───── RECORDS FOR THE TASK ─────
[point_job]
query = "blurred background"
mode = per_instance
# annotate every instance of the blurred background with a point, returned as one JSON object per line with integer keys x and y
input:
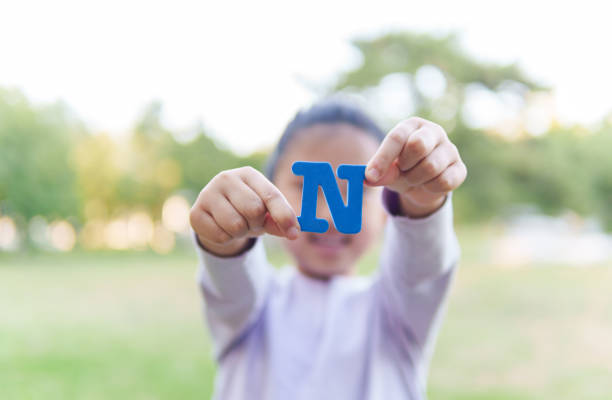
{"x": 114, "y": 115}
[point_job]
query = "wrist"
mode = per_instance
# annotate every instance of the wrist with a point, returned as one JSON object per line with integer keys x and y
{"x": 232, "y": 248}
{"x": 412, "y": 209}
─────
** GIVEN PROBLEM **
Which lines of the records contain the word "blurred"? Select each of them and copy it out.

** THE OUTPUT **
query = "blurred background"
# annotate every instance of the blurred background with a point, returned as one JSON object per line with integer keys x and y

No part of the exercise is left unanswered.